:: Work instruction ::
Nothing is to be altered; the data must be repeated exactly.

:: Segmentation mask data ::
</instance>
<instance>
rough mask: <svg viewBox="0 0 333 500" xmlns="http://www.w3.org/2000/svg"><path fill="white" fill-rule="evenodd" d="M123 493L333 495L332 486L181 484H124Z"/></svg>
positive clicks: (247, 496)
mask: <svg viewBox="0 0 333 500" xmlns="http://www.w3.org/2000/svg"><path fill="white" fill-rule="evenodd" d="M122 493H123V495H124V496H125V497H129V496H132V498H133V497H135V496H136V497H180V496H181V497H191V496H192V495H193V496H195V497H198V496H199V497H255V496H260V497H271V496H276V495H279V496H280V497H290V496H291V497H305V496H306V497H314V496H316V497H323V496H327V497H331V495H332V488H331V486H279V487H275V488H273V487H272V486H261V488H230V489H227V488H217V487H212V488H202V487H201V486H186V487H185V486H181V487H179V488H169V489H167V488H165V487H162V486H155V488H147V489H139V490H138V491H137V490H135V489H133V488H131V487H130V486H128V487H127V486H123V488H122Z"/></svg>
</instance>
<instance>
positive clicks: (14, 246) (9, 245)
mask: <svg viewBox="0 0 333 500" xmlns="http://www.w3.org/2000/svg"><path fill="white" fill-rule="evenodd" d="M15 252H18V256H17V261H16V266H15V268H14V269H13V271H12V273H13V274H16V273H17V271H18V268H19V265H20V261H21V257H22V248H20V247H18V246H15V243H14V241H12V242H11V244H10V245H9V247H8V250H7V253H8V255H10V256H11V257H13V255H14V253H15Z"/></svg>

:: Task response ::
</instance>
<instance>
rough mask: <svg viewBox="0 0 333 500" xmlns="http://www.w3.org/2000/svg"><path fill="white" fill-rule="evenodd" d="M123 493L333 495L332 486L181 484H124Z"/></svg>
positive clicks: (247, 496)
mask: <svg viewBox="0 0 333 500" xmlns="http://www.w3.org/2000/svg"><path fill="white" fill-rule="evenodd" d="M122 493H123V495H124V496H125V497H129V496H132V498H133V497H135V496H136V497H180V496H181V497H191V496H192V495H193V496H195V497H198V496H199V497H255V496H260V497H271V496H276V495H279V496H280V497H290V496H291V497H305V496H306V497H314V496H316V497H323V496H327V497H331V495H332V488H331V486H279V487H275V488H273V487H272V486H261V488H230V489H227V488H217V487H212V488H202V487H201V486H186V487H185V486H181V487H179V488H169V489H167V488H165V487H162V486H155V488H147V489H139V490H138V491H137V490H135V489H133V488H131V487H130V486H128V487H127V486H123V488H122Z"/></svg>
</instance>
<instance>
positive clicks: (14, 246) (9, 245)
mask: <svg viewBox="0 0 333 500" xmlns="http://www.w3.org/2000/svg"><path fill="white" fill-rule="evenodd" d="M15 252H18V256H17V261H16V266H15V268H14V269H13V271H12V273H13V274H16V273H17V271H18V268H19V265H20V261H21V257H22V248H20V247H18V246H15V243H14V241H12V242H11V244H10V245H9V247H8V250H7V253H8V255H10V256H11V257H13V255H14V253H15Z"/></svg>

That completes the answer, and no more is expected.